2. The Apostle Paul gives instruction to the local church as to how to observe the Lord's Table in First Corinthians chapter eleven. These instructions were not given to or intended for individuals who had divorced themselves from the local visible church to go and do their own thing.
3. Participation in the Lord's Table is contingent upon examining ourselves. (1 Cor 11) If one sins against God by purposely walking away from attendance and faithfulness to the local, visible church, then how can they go to the Communion table with "clean hands and a pure heart." (Ps. 24:3-4) Confession of known sin must take place before participation.
4. The references in Acts to "breaking of bread" from house to house (Acts 2:42,46) does not give license to loose knit groups of random people who want to partake in Communion while avoiding the local church. First, good scholars cannot conclude whether these verses refer to partaking in communion or simply eating a common meal. Second, there was no church building big enough to hold this new congregation at Jerusalem. They met in house gatherings. Even if the verses referred to communion, we would still have to face the facts that this was an organized church with set doctrine, leadership, and discipline.
5. Nowhere in Scripture do we have modeled for us the idea of one man going to another and offering communion. In fact, Scripture models the opposite. Communion was always a church body thing. That is the example of the Last Supper - everyone gathered together. The idea of the roving minister offering individual communion came from the Catholic doctrine that says that Communion is part of one's salvation. This is not the Bible's teaching.
The conclusion in this matter is as simple as the model of Scripture itself. Jesus gave Communion to the Apostles, the foundation of the local, visible, organized local church. Communion then, is under the purview of the local church, and is to be observed by and in the local body. Paul gave instructions for communion to be carried out by that local assembly. No where do we find instructions for communion outside of the local church. Communion then is to be practiced in and by the local, visible, organized assembly when it is gathered together in the name of Jesus.
Saturday, January 5, 2013
First Mention: The first mention we have in the New Testament of the practice of baptism was in Matthew chapter three. In this chapter John the Baptist is baptizing his converts and Jesus comes along and asks John to baptize Him. What do we learn here? Well, if we look at it we learn that John the Baptist was before the church, so the question we are considering does not apply. Also we realize from John 1:6 that John the Baptist derived his authority to baptize directly from God.
(John 1:6 There was a man sent from God, whose name was John. also see: John 1:33 And I knew him not: but he that sent me to baptize with water, the same said unto me, Upon whom thou shalt see the Spirit descending, and remaining on him, the same is he which baptizeth with the Holy Ghost.)
+-------+
■ STATED TASK 1 ■
In the text on communion and baptism, where is the first New Testament mention of the practice of baptism?
■ STATED TASK 2 ■
Carry on the text on communion and baptism from its final sentence.

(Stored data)
+-------+
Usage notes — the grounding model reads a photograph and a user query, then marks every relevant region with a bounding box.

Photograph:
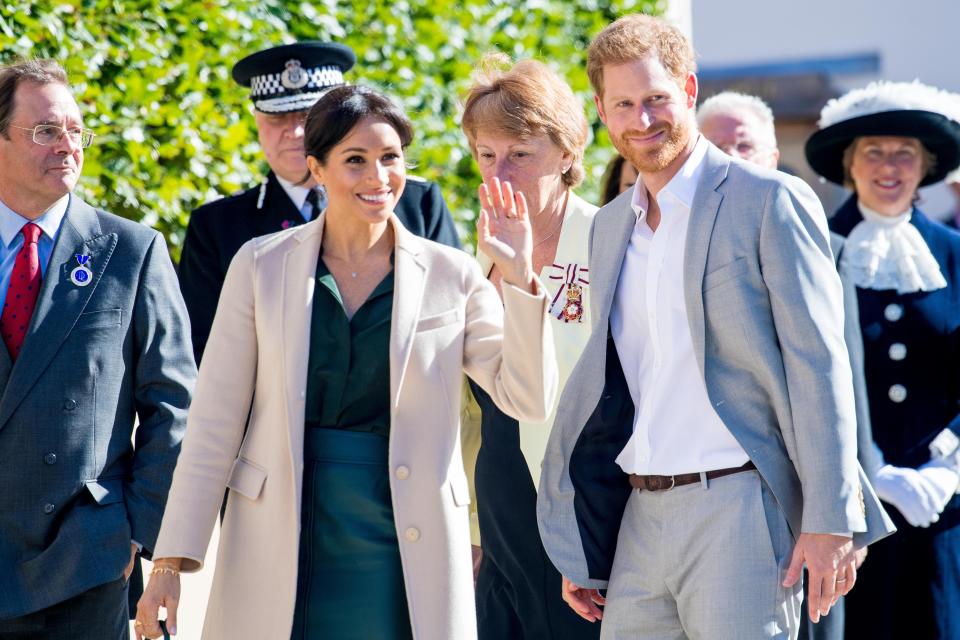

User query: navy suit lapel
[0,196,117,428]
[683,145,730,372]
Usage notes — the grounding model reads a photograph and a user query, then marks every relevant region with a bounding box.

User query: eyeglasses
[9,124,94,149]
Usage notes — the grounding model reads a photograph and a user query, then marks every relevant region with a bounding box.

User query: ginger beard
[608,119,693,174]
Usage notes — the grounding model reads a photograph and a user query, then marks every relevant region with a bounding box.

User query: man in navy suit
[0,60,196,640]
[178,41,460,363]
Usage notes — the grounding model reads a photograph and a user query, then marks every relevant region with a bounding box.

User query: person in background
[600,153,637,204]
[137,86,556,640]
[462,55,599,640]
[0,60,196,640]
[177,41,460,364]
[537,15,889,640]
[806,82,960,640]
[697,91,876,640]
[943,170,960,229]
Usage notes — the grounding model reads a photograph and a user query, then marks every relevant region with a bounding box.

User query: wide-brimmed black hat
[804,82,960,186]
[233,41,357,113]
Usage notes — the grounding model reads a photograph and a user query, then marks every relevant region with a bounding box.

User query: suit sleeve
[155,241,258,571]
[421,183,460,249]
[124,234,196,558]
[178,212,223,364]
[463,262,558,422]
[760,179,866,533]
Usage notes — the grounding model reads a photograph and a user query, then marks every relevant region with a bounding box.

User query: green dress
[291,255,412,640]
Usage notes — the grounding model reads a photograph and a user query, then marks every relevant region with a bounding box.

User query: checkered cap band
[253,89,330,113]
[250,66,343,99]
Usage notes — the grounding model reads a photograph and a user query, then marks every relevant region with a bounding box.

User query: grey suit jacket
[537,145,893,588]
[830,231,883,480]
[0,196,196,618]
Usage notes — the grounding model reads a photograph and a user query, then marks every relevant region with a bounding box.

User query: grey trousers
[600,471,803,640]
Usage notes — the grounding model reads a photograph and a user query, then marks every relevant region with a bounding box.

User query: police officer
[179,41,460,363]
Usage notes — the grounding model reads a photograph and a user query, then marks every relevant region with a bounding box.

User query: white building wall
[690,0,960,215]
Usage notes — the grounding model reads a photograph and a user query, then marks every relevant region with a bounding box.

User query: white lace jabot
[840,202,947,294]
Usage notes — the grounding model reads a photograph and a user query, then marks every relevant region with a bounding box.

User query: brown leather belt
[630,462,757,491]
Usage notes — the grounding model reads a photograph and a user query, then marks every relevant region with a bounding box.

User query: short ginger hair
[587,13,697,98]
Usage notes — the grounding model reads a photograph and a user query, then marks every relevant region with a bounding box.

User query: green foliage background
[0,0,665,257]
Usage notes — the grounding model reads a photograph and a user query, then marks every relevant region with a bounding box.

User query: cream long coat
[154,216,557,640]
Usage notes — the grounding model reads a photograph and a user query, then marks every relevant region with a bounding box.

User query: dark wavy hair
[303,85,413,171]
[600,153,626,206]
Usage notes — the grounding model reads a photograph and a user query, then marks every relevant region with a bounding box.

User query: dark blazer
[0,196,196,618]
[178,172,460,363]
[827,231,882,476]
[830,197,960,467]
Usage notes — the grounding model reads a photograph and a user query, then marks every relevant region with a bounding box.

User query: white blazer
[154,215,557,640]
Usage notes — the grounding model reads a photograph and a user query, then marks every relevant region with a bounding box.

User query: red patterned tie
[0,222,40,361]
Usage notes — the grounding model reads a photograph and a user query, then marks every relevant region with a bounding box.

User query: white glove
[917,456,960,513]
[873,464,940,527]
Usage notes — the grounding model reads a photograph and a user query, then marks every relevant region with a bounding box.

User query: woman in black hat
[806,83,960,639]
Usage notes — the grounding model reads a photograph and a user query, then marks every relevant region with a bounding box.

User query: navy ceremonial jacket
[830,196,960,468]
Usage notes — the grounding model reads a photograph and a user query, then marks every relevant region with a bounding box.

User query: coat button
[887,384,907,403]
[883,303,903,322]
[887,342,907,360]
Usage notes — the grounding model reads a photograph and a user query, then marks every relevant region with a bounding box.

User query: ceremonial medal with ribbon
[70,253,93,287]
[560,282,583,322]
[549,264,590,322]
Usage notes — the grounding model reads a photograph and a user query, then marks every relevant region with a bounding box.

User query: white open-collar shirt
[610,136,749,475]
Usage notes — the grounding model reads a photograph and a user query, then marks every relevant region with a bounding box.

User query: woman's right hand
[560,576,607,622]
[133,558,180,640]
[477,177,537,293]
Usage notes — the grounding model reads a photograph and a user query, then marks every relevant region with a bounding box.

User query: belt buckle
[648,476,677,491]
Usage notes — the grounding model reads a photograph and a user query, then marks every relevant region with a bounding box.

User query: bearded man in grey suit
[0,60,196,640]
[538,15,892,640]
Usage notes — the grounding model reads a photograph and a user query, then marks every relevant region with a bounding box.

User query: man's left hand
[783,533,857,622]
[123,542,137,580]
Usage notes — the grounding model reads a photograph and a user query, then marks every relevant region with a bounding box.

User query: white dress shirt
[610,137,749,475]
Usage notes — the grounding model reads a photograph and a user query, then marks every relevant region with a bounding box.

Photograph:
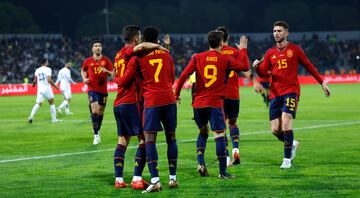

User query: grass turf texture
[0,84,360,197]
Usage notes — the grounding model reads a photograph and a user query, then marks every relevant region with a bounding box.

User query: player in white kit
[55,63,75,115]
[28,59,61,123]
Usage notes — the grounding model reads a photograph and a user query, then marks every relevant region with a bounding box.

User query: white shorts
[61,89,71,99]
[36,87,54,103]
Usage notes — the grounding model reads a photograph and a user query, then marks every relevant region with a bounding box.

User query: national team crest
[286,50,294,58]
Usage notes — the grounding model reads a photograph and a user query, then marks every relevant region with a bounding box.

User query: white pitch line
[0,121,360,164]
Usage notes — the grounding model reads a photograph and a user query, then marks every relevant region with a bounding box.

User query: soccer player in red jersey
[217,26,263,166]
[114,25,169,189]
[115,27,178,193]
[175,30,249,179]
[81,40,113,145]
[253,21,330,169]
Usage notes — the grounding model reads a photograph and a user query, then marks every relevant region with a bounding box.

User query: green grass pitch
[0,84,360,197]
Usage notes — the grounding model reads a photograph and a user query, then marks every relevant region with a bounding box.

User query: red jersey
[221,46,250,100]
[175,50,249,108]
[116,50,176,108]
[259,77,270,83]
[114,46,139,107]
[256,42,323,99]
[82,56,113,94]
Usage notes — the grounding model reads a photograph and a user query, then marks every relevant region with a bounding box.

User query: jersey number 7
[149,58,163,82]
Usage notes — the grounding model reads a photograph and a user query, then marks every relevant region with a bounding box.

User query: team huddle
[28,21,330,193]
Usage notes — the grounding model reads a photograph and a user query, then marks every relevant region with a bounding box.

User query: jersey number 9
[204,65,217,87]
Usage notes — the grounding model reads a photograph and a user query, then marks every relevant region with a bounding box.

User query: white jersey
[56,67,74,90]
[35,66,54,103]
[35,66,51,91]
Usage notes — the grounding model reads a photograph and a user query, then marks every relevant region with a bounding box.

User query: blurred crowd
[0,35,360,84]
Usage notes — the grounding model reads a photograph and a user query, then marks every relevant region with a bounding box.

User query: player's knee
[214,130,225,139]
[145,132,156,143]
[281,121,292,131]
[118,136,130,147]
[165,132,176,144]
[229,118,237,125]
[200,127,209,138]
[271,126,281,135]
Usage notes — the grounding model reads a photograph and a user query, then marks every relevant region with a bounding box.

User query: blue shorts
[194,107,226,131]
[269,93,299,121]
[260,82,270,89]
[114,104,143,137]
[88,91,108,106]
[224,99,240,119]
[143,104,177,132]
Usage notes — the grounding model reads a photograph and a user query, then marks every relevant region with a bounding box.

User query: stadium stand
[0,32,360,84]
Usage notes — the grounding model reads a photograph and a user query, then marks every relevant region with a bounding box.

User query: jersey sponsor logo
[221,50,234,55]
[286,50,294,58]
[206,56,217,62]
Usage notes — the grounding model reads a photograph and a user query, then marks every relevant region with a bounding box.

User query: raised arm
[253,53,270,78]
[114,56,138,87]
[134,42,168,54]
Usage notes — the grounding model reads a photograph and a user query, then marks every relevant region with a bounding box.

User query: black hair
[207,30,224,49]
[273,21,289,30]
[216,26,229,42]
[122,25,140,43]
[143,26,159,43]
[40,58,48,65]
[91,39,101,48]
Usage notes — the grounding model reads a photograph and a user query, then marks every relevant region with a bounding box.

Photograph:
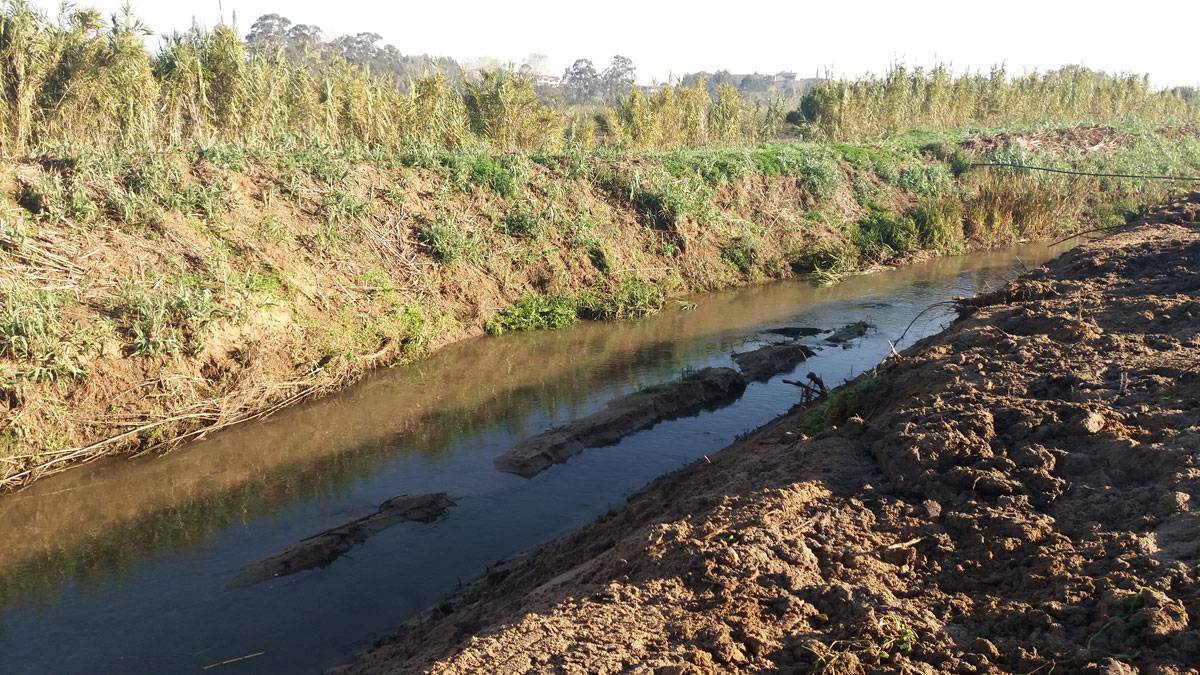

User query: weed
[792,240,858,283]
[896,162,954,197]
[320,190,371,226]
[912,197,965,253]
[440,153,524,197]
[500,204,541,237]
[578,276,666,321]
[258,214,288,243]
[851,211,918,258]
[0,285,84,382]
[721,237,757,274]
[113,276,223,357]
[487,295,578,335]
[198,144,247,171]
[180,175,234,223]
[416,213,487,264]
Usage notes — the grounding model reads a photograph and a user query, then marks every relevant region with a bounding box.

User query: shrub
[578,276,666,321]
[851,211,918,258]
[416,214,486,264]
[896,162,954,197]
[721,237,756,274]
[912,197,964,253]
[487,295,578,335]
[500,204,541,237]
[792,240,858,282]
[0,285,84,382]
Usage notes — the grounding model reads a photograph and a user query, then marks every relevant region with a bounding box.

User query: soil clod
[496,368,746,478]
[733,345,815,382]
[826,321,871,345]
[230,492,455,586]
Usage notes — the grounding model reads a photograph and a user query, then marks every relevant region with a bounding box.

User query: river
[0,245,1051,674]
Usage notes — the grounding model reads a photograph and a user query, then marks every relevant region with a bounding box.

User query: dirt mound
[336,192,1200,674]
[763,325,828,338]
[826,321,871,345]
[496,368,746,478]
[230,492,455,586]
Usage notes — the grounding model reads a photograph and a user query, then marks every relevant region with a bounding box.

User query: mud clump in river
[229,492,455,587]
[496,368,746,478]
[338,192,1200,675]
[733,345,814,382]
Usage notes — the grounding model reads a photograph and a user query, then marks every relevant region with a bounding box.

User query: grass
[416,213,487,264]
[788,65,1198,141]
[487,295,578,335]
[0,283,85,386]
[112,275,224,358]
[721,237,757,274]
[577,276,667,321]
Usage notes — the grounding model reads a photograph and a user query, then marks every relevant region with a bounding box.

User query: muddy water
[0,246,1050,673]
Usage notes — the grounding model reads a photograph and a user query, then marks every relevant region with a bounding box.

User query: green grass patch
[487,295,578,335]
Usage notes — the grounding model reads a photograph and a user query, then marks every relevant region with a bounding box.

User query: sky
[23,0,1200,86]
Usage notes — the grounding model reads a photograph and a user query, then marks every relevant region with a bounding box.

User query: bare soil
[346,195,1200,674]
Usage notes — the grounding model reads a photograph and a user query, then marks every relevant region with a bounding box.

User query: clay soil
[347,196,1200,674]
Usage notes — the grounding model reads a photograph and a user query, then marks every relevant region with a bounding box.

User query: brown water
[0,246,1050,673]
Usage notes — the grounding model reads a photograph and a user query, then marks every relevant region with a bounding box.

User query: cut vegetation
[0,2,1200,488]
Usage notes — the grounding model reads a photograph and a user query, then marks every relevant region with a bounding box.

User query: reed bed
[791,65,1200,142]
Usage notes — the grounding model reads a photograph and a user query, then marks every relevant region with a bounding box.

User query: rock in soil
[496,368,746,478]
[348,196,1200,674]
[230,492,455,586]
[733,345,815,382]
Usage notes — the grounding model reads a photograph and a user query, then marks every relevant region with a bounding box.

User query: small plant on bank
[792,240,858,283]
[0,285,84,382]
[896,162,954,197]
[500,204,541,237]
[487,295,578,335]
[578,276,666,321]
[416,213,487,264]
[113,277,223,357]
[851,211,918,259]
[721,237,757,274]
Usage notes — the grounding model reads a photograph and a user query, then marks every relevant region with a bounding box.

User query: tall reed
[793,65,1200,141]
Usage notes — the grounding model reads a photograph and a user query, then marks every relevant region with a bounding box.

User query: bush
[721,237,756,274]
[896,162,954,197]
[578,276,667,321]
[851,211,918,258]
[792,240,858,282]
[416,215,486,264]
[500,205,541,237]
[487,295,578,335]
[912,197,964,253]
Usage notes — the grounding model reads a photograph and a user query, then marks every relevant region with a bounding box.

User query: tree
[246,14,292,52]
[521,53,550,77]
[563,59,600,104]
[600,54,637,102]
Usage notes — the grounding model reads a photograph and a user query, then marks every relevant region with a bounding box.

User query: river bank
[0,121,1200,488]
[347,195,1200,674]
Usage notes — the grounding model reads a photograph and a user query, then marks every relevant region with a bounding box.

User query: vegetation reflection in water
[0,241,1048,607]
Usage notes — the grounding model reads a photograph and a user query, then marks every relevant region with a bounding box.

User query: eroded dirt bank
[336,196,1200,674]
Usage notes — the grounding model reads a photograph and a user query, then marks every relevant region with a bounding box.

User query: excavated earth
[346,196,1200,675]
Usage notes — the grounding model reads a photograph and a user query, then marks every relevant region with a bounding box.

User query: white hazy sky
[23,0,1200,85]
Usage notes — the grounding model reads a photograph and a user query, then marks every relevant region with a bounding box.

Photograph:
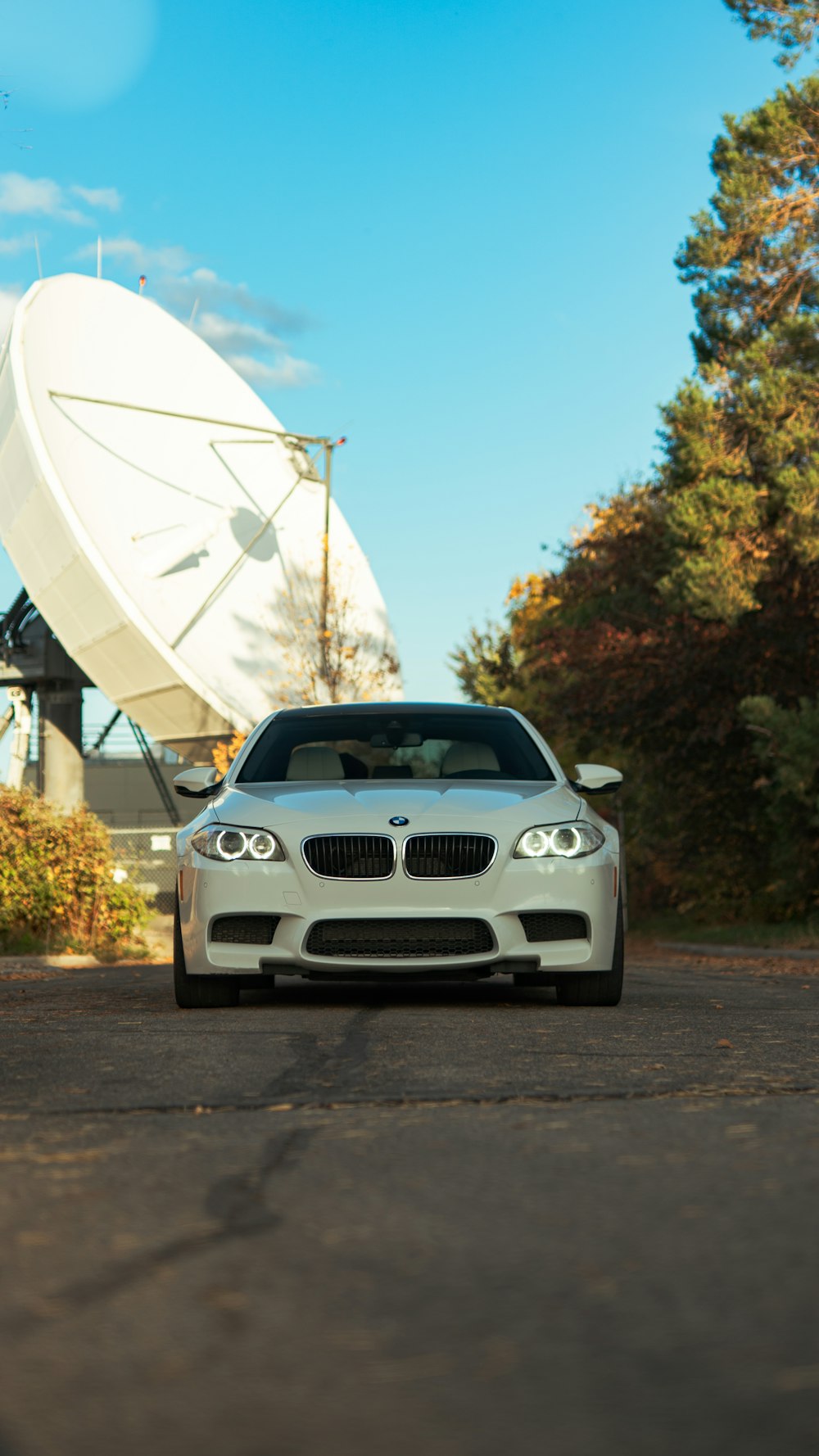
+-------+
■ EXERCISE OUTPUT 1 ■
Matthew chapter three.

■ EXERCISE OUTPUT 2 ■
John the Baptist had authority to baptize from the Father and permission from the Son. There is no one else on earth that can claim this model as their rationale for operating outside the local assembly. John was the fulfillment of prophecy and before the establishment of the local church.
The concept of authority and permission to administer baptism is one that has been agreed on in the church for centuries. The trouble comes when people jump ship and leave the organized church. It is then that they take upon themselves the right to baptize without considering the implications.
What is the result of baptism? According to Acts 2:41 those who were baptized were added to a group of believers in a specific local. This, we know, was the church at Jerusalem that was being organized with leaders, doctrine, and discipline. They were not added to only the "universal church/body of Christ" nor were they added to a loose grouping of folks that walked away from "organized religion" to do their own thing. As we follow through the book of Acts, the more people who were saved and baptized, the same were added immediately to that local, organized church.
Who baptized in the Bible? This is important to know, because if we know the names and backgrounds of these people, we can discover the model that we are to follow in who should baptize today and where the authority for baptism rests. We already spoke of John the Baptist so let's move on to the others.
Phillip: In Acts chapter eight we find Phillip going down to Samaria to preach and baptize the converts. Later we find that he baptizes the Ethiopian. Who was Phillip? We know from Acts chapter six and verse five that Phillip was one of the men that was chosen and appointed by the church at Jerusalem. These men would have been the earliest form of what Paul would later call a "Deacon." The simplest and most obvious answer to our question is that Phillip had authority and permission from the Apostles and the local church at Jerusalem to baptize. We know that they were in support of his activities because later in the chapter Peter and John were dispatched to help out with the missionary effort and deal with the new converts.
The Apostle Paul: (I Cor 1:16 and other verses) Now we know and it is obvious that Paul got his authority to baptize from God as an Apostle. But strangely enough Paul also submitted to receiving authority and commission from his local church. In Acts 13 Saul (Paul) was commissioned by his church for evangelistic work. Even the great Apostle Paul was not immune to submission to the authority of a local church in receiving permission.
The Apostle Peter: In Acts chapter ten Peter goes to Caesarea and visits the home of Cornelius. A bunch of people trust in the message of Peter concerning Jesus. Then in Acts 10:48 we read, "And he commanded them to be baptized in the name of the Lord." Here we find authority and permission in the administration of baptism. Peter was given authority by Christ in Matthew 28:19-20 and was himself as an apostle part of the "foundation" of the church. (Ephesians 2:20 And are built upon the foundation of the apostles and prophets, Jesus Christ himself being the chief corner stone;)
From these examples it is clear to the unbiased observer that there is an authority and permission that must go along with the one that does the baptizing. We are not saying that the individual must be part of the paid clergy. What we are saying, however, is that the individuals that do the baptizing must have been given that authority and permission by a local church. In the case of a missionary starting a brand new church, his home church (though it may be thousands of miles away) in sending him out to minister gives him that permission. Those that are baptized by that missionary become part of that brand new church.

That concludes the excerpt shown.